Point annotation entries:
'''

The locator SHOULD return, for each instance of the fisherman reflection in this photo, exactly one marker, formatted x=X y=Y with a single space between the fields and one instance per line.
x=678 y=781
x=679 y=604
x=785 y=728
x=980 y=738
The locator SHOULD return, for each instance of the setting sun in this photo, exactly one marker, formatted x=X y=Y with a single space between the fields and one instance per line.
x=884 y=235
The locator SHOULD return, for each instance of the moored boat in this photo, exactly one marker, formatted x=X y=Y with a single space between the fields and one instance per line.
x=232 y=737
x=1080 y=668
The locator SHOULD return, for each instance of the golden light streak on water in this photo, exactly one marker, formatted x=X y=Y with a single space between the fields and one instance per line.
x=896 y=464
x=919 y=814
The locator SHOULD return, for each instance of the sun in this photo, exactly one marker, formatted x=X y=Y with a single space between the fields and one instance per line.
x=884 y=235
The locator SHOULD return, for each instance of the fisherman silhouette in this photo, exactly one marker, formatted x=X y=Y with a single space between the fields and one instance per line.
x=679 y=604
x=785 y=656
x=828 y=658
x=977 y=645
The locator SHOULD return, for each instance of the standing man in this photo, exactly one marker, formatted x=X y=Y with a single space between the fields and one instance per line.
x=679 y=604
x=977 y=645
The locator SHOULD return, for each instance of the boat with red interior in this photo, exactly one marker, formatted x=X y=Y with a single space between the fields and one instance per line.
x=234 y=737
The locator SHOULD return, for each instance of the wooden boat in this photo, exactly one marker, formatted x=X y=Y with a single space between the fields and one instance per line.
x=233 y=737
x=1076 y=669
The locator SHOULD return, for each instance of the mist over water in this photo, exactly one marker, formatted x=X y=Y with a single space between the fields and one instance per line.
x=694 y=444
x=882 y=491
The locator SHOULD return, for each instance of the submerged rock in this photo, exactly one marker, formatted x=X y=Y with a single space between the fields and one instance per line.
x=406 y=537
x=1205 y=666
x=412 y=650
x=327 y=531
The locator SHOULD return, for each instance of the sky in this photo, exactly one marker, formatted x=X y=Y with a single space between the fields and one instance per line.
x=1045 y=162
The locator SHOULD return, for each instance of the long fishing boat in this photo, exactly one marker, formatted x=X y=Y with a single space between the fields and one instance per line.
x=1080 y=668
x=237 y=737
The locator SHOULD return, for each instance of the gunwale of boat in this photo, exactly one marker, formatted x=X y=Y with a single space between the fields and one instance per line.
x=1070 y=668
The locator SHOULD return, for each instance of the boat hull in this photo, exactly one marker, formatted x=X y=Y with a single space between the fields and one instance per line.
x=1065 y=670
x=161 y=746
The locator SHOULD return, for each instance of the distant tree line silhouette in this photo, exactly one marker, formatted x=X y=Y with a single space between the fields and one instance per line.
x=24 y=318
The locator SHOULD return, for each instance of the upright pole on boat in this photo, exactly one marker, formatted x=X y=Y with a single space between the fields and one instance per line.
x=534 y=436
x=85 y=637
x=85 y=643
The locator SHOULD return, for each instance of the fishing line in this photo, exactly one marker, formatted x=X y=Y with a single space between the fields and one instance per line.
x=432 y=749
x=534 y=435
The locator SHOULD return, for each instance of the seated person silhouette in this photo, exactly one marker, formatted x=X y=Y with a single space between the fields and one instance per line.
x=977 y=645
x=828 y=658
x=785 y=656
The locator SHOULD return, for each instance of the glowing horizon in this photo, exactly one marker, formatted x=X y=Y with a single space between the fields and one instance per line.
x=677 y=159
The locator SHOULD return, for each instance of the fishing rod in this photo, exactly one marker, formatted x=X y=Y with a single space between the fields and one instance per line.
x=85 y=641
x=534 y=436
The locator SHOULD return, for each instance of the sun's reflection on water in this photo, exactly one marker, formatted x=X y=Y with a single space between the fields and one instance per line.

'''

Update every entry above so that each "SHOULD" becomes "MUST", and leave all other text untouched.

The locator MUST return, for each instance of the fisherman reflection in this photo, exactly one marker, formatted x=X y=Y with a single space between the fields and one instance per line.
x=678 y=781
x=679 y=604
x=785 y=728
x=980 y=738
The locator MUST return, for each instance of the setting sun in this photo, exactly one marker, formatted x=X y=Y with a single space between the fields and one instance per line.
x=884 y=235
The locator MUST return, for each instance of the moored boat in this photo, exactly one marker, formatted x=X y=Y with a single space between the fields and one instance per line.
x=232 y=737
x=1080 y=668
The locator MUST return, for each instance of the golden light streak on water in this photo, exactly one marker, formatted x=X y=Y with a single space between the fields and one instance per line.
x=896 y=464
x=919 y=814
The locator MUST return, for each instance of the sun in this photo, exactly one marker, formatted x=X y=Y with a single space between the fields and one instance per line.
x=884 y=235
The locator MUST return, for each instance of the fisherman silhouette in this photo, exactly one marker, formatted x=X y=Y with a single space between the fields and one instance per line.
x=679 y=604
x=785 y=656
x=828 y=658
x=977 y=645
The locator MUST return, for each instance of the standing man in this photo, exactly one marker, formatted x=X y=Y with a single space between the fields and one instance per line.
x=679 y=604
x=977 y=645
The locator MUST return, for each instance of the boat with red interior in this photo, exactly one marker, formatted x=X y=Y with a single space between the fields and one instance per line.
x=234 y=737
The locator MUST return, for each instance of the wooden boat in this photo, exactly one marker, formatted x=X y=Y with a single space between the fields and one instance per line.
x=233 y=737
x=1076 y=669
The locator MUST return, for each instance of the mist over water in this photo, exactly one marker, formatted x=X y=Y with a single space between the fields and one instance per line.
x=694 y=444
x=882 y=491
The locator MUST return, for each instance of the submerged rock in this photo, exactly one marker, formatted x=X y=Y with a single space between the fields and one instance per line.
x=406 y=537
x=1205 y=666
x=412 y=650
x=327 y=531
The locator MUST return, for each instance of the sky in this photo, exactly one marker, formatted x=X y=Y with a single space between the fields and one instance per line.
x=1045 y=162
The locator MUST return, for each instance of the long fishing boat in this photo, exactly one marker, formatted x=X y=Y with a single space between the fields and one instance per line.
x=1080 y=668
x=237 y=737
The locator MUST return, for each instance of the gunwale of boat in this photo, exactly one marker, formatted x=X y=Y with a single space between the fields and one instance per line.
x=1070 y=668
The locator MUST return, for each instance of the boat hull in this photo, exactly one marker, formatted x=X y=Y with a single space between the fields and one instance per line.
x=1065 y=670
x=161 y=746
The locator MUST return, for each instance of the distant tree line silhouette in this photo, exactly one marker, formatted x=X y=Y with a single space between the fields and one instance per line.
x=24 y=318
The locator MUST return, for each instance of the upright pole on boat in this photo, exactly one marker, formatted x=X y=Y with a single space between the fields and one instance per line.
x=534 y=436
x=85 y=637
x=85 y=643
The locator MUST return, for each instance of the fishing line in this photo, exactly one marker, formatted x=X y=Y with a single space between the fields and one instance per line.
x=432 y=749
x=534 y=435
The locator MUST return, for each instance of the seated person silhouette in this photo, exactly one marker, formatted x=X y=Y with a single space between the fields and one instance per line.
x=977 y=645
x=828 y=658
x=785 y=656
The locator MUST return, for each instance of the glowing horizon in this photo, exactly one marker, formatted x=X y=Y with a single space between the fields and one instance per line.
x=677 y=159
The locator MUST return, for each instance of the fishing rod in this photo, exactly one marker, formatted x=X y=Y with a single space between the fields and one instance per line.
x=85 y=641
x=534 y=436
The locator MUST return, for each instance of the sun's reflection on water in this photo, exactly one marker, formatted x=X y=Y with a single space between the fields and one instance per line.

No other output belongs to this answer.